By Mark Rosenberg, M.D.
Not content with serial votes to repeal the Affordable Care Act (ACA, aka Obamacare)—we count 67 votes to date—Republicans also have launched court cases intended to invalidate all or part of this landmark legislation. King v. Burwell, the latest of these legal assaults on Obamacare, is scheduled for oral argument in the U.S. Supreme Court on March 4.
One of the ACA’s primary tools for making healthcare affordable is to share the burden of premiums, and even deductibles and coinsurance, with income-qualified consumers. These advance premium tax credits are available to households earning up to four times the federally-defined poverty level, which comes to about $92,000 a year for a family of four.
The plaintiffs in King challenge the legality of the ACA’s premium tax credits and cost-sharing subsidies being made available to all income-qualified consumers who purchase health insurance through the Marketplace. They contend that the language in the statute makes these federal subsidies legally available only when a consumer literally purchases health insurance through a state-run exchange. They argue that, conversely, subsidies are unavailable to anyone living in a state that has opted to use the federal exchange rather than create its own.

━━━━━━━━━━━━━━━━

WORK INSTRUCTION 1
In the article on the King v. Burwell case, rename "Republicans" as "GOP lawmakers" and give the passage from "By Mark Rosenberg, M.D." to "family of four." with that change.
WORK INSTRUCTION 2
Extend the article on the King v. Burwell case past its last sentence.
The listing after this has nothing to do with the article on the King v. Burwell case.

SUPPLIED MATERIAL

━━━━━━━━━━━━━━━━

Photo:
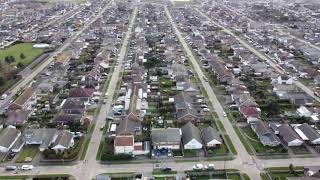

━━━━━━━━━━━━━━━━

EXPECTED OUTPUT 1
By Mark Rosenberg, M.D.
Not content with serial votes to repeal the Affordable Care Act (ACA, aka Obamacare)—we count 67 votes to date—GOP lawmakers also have launched court cases intended to invalidate all or part of this landmark legislation. King v. Burwell, the latest of these legal assaults on Obamacare, is scheduled for oral argument in the U.S. Supreme Court on March 4.
One of the ACA’s primary tools for making healthcare affordable is to share the burden of premiums, and even deductibles and coinsurance, with income-qualified consumers. These advance premium tax credits are available to households earning up to four times the federally-defined poverty level, which comes to about $92,000 a year for a family of four.

EXPECTED OUTPUT 2
According to rules of statutory interpretation, a law’s language should be read in the context of the legislation as a whole. The purpose of the ACA is to provide affordable health insurance to as many as possible, and the availability of subsidies furthers this goal. Reading the statute as extending subsidies to all income-qualified consumers, without regard to whether the exchange they go through happens to be operated by their state, is thus rational. Federal courts generally uphold the Executive Branch’s interpretation of a statute, as long as that reading is rational.
For this reason, every one of the United States Circuit Courts of Appeals that has considered lawsuits challenging the availability of federal subsidies for insurance purchased on exchanges not established by a state has ruled against the plaintiffs. Yet the Supreme Court has agreed to hear King v. Burwell. Based on voting in previous cases heard by the Supreme Court, including the 2012 decision upholding the constitutionality of the ACA, many assume that four justices will agree with the plaintiffs in King, leaving the decision primarily in the hands of Chief Justice Roberts. The question then becomes whether Roberts would concur in a legal analysis, rejected nearly unanimously by the lower federal courts, that deprives millions of people of affordable healthcare.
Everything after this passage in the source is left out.